** start Dataset extract **

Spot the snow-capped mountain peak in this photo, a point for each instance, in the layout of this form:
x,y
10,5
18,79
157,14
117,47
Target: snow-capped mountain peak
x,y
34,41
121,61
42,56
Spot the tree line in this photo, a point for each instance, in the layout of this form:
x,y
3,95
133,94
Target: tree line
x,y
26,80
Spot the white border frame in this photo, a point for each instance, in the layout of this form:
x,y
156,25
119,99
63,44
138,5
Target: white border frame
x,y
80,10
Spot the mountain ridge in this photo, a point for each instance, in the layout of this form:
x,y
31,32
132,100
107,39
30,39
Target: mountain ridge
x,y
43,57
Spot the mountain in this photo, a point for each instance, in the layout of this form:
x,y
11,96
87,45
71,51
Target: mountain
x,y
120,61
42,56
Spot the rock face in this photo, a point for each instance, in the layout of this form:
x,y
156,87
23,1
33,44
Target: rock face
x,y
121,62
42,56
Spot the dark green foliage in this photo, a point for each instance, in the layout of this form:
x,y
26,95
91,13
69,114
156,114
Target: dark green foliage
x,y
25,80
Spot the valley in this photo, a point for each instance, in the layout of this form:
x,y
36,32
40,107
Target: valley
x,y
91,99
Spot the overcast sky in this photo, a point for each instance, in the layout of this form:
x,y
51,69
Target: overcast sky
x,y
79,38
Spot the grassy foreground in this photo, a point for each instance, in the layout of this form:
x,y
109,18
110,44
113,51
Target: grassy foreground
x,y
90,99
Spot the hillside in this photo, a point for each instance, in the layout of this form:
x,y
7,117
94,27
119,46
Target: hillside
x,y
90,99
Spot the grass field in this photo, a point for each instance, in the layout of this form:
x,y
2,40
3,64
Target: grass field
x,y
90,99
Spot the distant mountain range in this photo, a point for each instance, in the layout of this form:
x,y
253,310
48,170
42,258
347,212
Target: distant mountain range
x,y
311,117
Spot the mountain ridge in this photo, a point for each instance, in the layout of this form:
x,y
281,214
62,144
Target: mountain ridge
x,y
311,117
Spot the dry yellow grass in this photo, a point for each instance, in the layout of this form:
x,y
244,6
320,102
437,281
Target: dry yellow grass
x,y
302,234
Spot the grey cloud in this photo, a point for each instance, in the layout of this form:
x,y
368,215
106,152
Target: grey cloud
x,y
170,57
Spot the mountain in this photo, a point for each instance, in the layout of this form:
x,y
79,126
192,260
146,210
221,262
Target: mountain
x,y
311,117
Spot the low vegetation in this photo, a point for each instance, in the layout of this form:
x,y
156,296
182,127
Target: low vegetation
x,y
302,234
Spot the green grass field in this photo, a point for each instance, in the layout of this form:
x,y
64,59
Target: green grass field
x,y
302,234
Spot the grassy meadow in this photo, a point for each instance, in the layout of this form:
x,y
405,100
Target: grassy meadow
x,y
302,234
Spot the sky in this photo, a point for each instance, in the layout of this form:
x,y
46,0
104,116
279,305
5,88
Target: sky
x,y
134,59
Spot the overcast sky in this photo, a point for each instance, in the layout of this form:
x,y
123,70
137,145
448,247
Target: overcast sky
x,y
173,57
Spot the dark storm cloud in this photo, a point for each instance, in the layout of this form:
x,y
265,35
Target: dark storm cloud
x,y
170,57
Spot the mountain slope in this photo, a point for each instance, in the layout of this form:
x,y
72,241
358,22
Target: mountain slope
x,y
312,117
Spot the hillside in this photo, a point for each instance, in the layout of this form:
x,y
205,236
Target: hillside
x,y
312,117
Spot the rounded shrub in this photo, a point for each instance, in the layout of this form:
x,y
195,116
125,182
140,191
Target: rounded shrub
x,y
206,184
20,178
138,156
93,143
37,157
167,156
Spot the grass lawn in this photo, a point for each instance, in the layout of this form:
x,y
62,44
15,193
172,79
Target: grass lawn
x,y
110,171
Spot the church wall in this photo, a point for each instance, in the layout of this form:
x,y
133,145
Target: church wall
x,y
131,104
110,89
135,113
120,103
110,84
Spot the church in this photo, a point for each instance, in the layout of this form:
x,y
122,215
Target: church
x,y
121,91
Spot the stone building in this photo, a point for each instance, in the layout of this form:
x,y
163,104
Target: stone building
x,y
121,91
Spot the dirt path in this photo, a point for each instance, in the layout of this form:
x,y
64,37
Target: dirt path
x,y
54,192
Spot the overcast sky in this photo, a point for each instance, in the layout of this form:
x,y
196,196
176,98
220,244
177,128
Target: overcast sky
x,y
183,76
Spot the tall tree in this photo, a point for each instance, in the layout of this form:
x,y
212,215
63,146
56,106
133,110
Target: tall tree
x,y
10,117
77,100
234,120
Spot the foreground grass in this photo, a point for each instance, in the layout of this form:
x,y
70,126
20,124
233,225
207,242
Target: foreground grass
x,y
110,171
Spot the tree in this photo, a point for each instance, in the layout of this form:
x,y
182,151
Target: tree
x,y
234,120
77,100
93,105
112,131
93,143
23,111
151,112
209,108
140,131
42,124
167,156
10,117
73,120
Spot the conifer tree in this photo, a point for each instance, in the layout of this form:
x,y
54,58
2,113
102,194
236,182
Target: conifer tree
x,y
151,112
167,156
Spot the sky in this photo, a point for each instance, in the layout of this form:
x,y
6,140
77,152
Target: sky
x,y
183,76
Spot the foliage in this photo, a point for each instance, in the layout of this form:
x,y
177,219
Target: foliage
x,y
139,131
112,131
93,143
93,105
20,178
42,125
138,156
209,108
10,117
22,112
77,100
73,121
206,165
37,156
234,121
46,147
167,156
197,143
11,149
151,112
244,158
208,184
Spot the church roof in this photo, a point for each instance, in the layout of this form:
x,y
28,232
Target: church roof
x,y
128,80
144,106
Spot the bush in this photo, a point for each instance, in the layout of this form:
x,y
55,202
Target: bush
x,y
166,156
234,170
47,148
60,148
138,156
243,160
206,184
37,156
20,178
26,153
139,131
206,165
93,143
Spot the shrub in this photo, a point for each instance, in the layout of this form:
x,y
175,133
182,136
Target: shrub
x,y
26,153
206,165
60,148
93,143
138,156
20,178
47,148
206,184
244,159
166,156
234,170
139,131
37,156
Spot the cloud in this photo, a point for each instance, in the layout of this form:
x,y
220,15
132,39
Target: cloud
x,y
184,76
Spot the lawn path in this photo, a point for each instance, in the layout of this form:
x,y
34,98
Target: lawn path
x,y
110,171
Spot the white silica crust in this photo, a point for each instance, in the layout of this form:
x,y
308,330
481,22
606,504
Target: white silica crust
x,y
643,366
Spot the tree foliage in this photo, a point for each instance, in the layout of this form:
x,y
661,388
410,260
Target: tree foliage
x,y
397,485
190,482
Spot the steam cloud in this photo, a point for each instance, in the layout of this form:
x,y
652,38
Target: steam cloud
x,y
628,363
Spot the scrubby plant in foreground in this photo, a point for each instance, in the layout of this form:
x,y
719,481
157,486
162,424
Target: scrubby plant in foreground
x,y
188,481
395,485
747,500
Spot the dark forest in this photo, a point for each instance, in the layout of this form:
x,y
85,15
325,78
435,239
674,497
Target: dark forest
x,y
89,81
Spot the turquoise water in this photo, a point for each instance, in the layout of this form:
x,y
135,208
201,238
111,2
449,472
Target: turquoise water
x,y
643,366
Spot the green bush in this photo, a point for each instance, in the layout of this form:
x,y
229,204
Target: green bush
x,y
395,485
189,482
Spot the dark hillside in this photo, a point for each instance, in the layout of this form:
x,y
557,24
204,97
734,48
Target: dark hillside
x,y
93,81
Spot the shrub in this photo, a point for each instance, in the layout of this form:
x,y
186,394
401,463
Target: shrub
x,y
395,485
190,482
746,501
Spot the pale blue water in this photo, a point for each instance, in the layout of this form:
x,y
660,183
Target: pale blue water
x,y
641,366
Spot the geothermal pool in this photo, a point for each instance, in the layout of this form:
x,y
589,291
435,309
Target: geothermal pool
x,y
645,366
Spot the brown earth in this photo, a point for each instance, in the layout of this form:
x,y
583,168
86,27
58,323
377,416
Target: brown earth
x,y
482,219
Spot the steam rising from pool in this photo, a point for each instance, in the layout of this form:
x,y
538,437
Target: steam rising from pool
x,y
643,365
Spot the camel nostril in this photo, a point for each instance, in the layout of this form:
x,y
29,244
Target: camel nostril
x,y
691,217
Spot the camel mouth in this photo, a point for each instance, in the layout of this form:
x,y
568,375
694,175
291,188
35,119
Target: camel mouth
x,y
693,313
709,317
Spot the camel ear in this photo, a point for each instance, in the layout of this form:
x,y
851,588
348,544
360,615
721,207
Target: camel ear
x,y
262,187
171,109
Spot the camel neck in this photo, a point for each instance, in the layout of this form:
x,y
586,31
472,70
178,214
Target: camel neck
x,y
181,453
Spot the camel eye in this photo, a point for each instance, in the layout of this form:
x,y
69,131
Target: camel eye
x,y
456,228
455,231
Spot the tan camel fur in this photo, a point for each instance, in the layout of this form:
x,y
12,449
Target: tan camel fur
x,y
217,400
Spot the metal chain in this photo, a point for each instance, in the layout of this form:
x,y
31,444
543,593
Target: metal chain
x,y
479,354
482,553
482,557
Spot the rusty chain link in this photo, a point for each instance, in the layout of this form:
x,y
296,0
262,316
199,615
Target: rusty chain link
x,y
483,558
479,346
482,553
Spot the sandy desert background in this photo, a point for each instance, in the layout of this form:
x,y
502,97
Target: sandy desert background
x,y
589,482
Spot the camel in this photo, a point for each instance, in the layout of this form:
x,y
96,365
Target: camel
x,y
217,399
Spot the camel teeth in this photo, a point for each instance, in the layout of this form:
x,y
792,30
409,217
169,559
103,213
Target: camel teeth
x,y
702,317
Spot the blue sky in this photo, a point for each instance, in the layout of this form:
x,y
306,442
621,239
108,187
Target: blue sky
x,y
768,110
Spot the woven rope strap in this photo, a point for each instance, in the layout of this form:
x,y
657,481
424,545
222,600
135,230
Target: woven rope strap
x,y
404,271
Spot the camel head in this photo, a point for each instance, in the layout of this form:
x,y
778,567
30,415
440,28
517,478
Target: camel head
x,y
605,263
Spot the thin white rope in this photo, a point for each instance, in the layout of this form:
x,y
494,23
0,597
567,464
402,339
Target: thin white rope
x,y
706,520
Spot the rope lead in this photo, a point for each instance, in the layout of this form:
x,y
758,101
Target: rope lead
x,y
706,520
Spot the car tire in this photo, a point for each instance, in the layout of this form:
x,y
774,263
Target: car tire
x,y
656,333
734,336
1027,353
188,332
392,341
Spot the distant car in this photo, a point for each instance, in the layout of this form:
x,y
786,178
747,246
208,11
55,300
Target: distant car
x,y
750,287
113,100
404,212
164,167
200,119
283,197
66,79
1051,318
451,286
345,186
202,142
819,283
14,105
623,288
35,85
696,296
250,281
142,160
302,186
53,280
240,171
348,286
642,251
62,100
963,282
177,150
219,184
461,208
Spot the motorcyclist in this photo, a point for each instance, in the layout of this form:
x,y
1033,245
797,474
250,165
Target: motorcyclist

** end Dataset extract **

▶ **Problem requirements**
Beginning at the line that holds "Spot the camel head", write out word for word each line through the end of the records.

▶ **Correct result**
Spot the camel head in this photo, a point for each instance, in the layout of this form:
x,y
778,567
30,415
440,28
517,478
Target: camel head
x,y
605,263
Spot the thin white rope in this photo, a point for each instance, in the layout of this form:
x,y
494,23
0,597
567,464
402,339
Target: thin white rope
x,y
706,520
Spot the rope lead in this photo, a point for each instance, in the layout of this form:
x,y
758,101
Target: rope lead
x,y
706,520
Spot the car tire in this photo, a point for each instance, in the layout of this form:
x,y
774,263
Target: car tire
x,y
656,333
734,336
1027,353
188,332
392,341
Spot the distant car in this photo, a point for each instance, in the layout of this form:
x,y
786,178
747,246
208,11
55,300
Target: distant car
x,y
750,287
113,100
404,212
164,167
200,119
283,197
66,79
1051,318
451,286
345,186
202,142
819,283
14,105
623,288
35,85
696,296
250,281
142,160
302,186
53,280
240,171
348,286
642,251
62,100
963,282
177,150
219,184
461,208
Spot the motorcyclist in this photo, a point for each instance, in the layout of this form:
x,y
1033,245
797,474
250,165
Target: motorcyclist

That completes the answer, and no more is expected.